In the records, take the lines beginning with the one containing "User intent: locate the blue" and ending with the one containing "[[590, 288, 626, 404]]". Rewrite only those lines, replacing "patterned" with "striped" and leaving everything else unchanged.

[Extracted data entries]
□ □ □

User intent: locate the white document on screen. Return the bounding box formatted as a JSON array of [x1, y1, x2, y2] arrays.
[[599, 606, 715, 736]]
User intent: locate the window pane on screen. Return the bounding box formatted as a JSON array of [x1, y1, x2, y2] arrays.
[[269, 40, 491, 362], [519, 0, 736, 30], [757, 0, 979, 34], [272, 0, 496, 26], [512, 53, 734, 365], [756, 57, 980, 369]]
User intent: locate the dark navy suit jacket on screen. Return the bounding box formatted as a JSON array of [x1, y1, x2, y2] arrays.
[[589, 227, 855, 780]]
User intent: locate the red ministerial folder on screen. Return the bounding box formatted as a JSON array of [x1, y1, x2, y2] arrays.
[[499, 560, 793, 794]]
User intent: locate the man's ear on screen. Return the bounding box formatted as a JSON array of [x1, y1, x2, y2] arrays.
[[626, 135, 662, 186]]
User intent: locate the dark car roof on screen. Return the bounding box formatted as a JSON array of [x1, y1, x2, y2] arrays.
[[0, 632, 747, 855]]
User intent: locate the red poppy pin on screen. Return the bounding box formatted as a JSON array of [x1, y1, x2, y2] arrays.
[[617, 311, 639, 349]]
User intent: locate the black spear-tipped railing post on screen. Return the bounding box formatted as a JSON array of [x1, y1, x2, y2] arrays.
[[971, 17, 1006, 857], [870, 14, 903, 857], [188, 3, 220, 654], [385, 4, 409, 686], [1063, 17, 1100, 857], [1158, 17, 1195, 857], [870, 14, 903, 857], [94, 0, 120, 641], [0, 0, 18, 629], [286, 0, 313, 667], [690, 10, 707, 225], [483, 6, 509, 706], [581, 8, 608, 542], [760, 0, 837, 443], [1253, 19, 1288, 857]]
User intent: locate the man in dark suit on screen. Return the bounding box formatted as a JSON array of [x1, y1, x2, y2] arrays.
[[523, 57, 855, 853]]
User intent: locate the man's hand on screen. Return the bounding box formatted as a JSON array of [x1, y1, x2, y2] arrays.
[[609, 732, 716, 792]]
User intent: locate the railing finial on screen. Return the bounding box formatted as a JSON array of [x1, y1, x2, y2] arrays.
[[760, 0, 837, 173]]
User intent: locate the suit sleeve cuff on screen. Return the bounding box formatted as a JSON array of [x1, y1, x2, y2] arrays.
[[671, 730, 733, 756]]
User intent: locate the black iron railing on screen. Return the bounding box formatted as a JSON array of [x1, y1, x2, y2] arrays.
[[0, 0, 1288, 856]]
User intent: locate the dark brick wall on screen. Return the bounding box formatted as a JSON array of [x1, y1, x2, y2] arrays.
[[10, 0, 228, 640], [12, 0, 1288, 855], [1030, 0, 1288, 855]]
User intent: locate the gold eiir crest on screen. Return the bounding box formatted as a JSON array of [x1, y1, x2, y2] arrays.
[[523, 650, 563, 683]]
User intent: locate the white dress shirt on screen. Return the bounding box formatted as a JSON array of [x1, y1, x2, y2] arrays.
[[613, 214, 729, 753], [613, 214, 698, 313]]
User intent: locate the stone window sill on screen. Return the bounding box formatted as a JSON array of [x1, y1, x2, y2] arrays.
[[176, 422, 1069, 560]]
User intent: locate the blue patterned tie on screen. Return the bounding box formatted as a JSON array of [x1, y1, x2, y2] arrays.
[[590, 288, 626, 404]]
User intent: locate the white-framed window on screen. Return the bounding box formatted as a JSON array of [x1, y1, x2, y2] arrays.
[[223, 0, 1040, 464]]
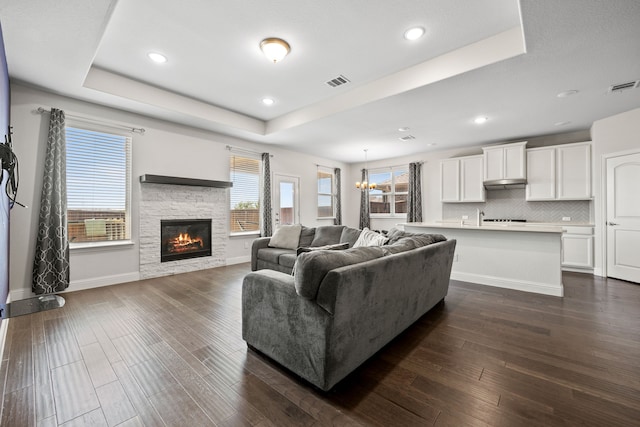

□ □ □

• [Answer to the task]:
User intent: locate the blue striped tie on screen. Return the bounding box formatted as a JSON array of [x1, y1, x2, y2] arrays.
[[590, 288, 626, 404]]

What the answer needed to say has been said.